**Directive**: Count the lines in the records below that contain the word "kayak" and give only that number.

**Extracted material**:
━━━━

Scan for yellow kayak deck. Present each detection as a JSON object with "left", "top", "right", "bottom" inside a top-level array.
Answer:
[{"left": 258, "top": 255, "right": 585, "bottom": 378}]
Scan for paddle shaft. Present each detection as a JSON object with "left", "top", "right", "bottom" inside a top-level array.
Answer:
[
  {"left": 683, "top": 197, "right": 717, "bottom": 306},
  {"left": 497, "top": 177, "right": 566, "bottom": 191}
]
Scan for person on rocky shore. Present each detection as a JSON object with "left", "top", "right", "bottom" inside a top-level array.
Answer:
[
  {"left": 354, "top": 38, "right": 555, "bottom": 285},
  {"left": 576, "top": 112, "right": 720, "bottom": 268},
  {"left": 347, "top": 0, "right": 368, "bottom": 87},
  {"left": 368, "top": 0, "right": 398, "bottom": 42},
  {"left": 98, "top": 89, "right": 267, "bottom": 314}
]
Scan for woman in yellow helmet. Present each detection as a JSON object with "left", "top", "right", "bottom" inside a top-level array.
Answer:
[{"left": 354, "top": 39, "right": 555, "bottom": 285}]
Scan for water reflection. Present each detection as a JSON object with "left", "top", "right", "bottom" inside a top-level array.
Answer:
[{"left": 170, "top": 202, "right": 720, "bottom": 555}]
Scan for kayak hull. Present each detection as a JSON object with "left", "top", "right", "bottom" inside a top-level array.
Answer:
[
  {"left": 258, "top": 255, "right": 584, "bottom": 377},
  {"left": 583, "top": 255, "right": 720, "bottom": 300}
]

━━━━

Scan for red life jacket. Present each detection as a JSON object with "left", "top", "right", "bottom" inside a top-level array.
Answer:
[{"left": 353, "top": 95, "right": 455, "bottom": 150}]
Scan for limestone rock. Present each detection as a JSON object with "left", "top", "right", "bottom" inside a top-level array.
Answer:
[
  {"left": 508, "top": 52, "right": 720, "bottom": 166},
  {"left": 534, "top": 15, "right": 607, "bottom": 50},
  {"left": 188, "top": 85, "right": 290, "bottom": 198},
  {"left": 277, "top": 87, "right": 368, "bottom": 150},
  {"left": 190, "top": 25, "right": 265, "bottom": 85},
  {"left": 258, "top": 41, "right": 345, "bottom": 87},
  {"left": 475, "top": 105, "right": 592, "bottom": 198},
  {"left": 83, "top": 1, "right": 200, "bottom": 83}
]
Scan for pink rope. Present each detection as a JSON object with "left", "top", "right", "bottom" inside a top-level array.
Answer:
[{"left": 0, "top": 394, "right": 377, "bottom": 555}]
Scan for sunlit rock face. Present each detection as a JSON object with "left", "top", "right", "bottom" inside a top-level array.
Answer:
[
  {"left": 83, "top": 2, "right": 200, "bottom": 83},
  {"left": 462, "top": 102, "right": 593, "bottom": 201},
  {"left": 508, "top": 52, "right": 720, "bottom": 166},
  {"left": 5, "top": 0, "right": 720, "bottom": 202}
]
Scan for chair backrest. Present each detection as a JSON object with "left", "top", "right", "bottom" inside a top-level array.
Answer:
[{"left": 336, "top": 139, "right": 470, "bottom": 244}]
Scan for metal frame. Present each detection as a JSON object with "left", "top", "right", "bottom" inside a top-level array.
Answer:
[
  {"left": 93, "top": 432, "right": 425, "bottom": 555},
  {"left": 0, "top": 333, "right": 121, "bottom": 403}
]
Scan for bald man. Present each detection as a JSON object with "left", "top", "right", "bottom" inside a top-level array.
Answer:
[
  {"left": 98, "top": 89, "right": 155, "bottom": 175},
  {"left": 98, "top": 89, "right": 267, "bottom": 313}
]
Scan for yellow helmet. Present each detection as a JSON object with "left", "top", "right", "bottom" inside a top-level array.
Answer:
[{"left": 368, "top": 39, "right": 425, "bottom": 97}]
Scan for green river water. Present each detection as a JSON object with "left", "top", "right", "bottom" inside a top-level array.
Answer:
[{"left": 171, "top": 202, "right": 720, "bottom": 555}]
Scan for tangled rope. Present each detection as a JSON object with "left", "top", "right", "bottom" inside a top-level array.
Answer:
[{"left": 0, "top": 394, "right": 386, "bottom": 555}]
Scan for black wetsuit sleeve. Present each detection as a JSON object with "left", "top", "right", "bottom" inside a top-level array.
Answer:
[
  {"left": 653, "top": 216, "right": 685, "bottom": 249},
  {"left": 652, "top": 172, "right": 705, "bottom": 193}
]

━━━━

**Answer below**: 2